Joe Mattera is one of 40 teachers in the county who work at 20 storefront satellite campuses known as Summit Schools. Run under the Juvenile Court school program, Summit Schools each year educate more than 600 teen-agers “the normal school system does not want to deal with,” Mattera said.

These youths have dropped out of high school and have been kicked out of continuation school. A lot of them are convicted felons, have served time in Juvenile Hall and remain on probation. And 95% of them come from single-parent families, according to Chuck Lee, the Juvenile Court school coordinator.

It wasn’t until 1981 that the county even had a program for these teen-agers. Mattera, then a teacher at Rancho de Campo boys camp in Campo, along with a colleague, John Helmantoler, helped establish the predecessor to Summit Schools, a transition school for boys after they were released from the camp.

━━━━

▸ **Exercise tasks**
a) In the Summit Schools article, what year did the county first have a program for these teen-agers?
b) Please gather every line of the entries that contains the string "polygon".
The Summit Schools article and the entries that follow it come from unrelated sources.

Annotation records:

━━━━

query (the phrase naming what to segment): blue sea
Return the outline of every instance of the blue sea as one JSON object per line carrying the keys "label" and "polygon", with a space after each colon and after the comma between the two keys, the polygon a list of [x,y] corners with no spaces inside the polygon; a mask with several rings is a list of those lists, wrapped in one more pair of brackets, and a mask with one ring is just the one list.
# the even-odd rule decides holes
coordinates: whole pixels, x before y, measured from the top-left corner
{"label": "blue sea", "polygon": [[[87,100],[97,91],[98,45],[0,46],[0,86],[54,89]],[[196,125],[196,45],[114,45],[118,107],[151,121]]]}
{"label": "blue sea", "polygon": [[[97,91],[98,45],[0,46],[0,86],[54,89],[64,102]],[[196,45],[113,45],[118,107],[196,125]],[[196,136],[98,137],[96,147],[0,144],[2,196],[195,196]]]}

━━━━

▸ **Outputs**
a) 1981

b)
Return the outline of every instance of the blue sea as one JSON object per line carrying the keys "label" and "polygon", with a space after each colon and after the comma between the two keys, the polygon a list of [x,y] corners with no spaces inside the polygon; a mask with several rings is a list of those lists, wrapped in one more pair of brackets, and a mask with one ring is just the one list.
{"label": "blue sea", "polygon": [[[87,100],[97,91],[98,45],[0,46],[0,86],[54,89]],[[196,125],[196,45],[114,45],[118,107],[151,121]]]}
{"label": "blue sea", "polygon": [[[97,91],[98,45],[0,46],[0,86],[54,89],[64,102]],[[196,45],[113,45],[118,107],[196,125]],[[196,136],[98,137],[96,147],[0,144],[2,196],[195,196]]]}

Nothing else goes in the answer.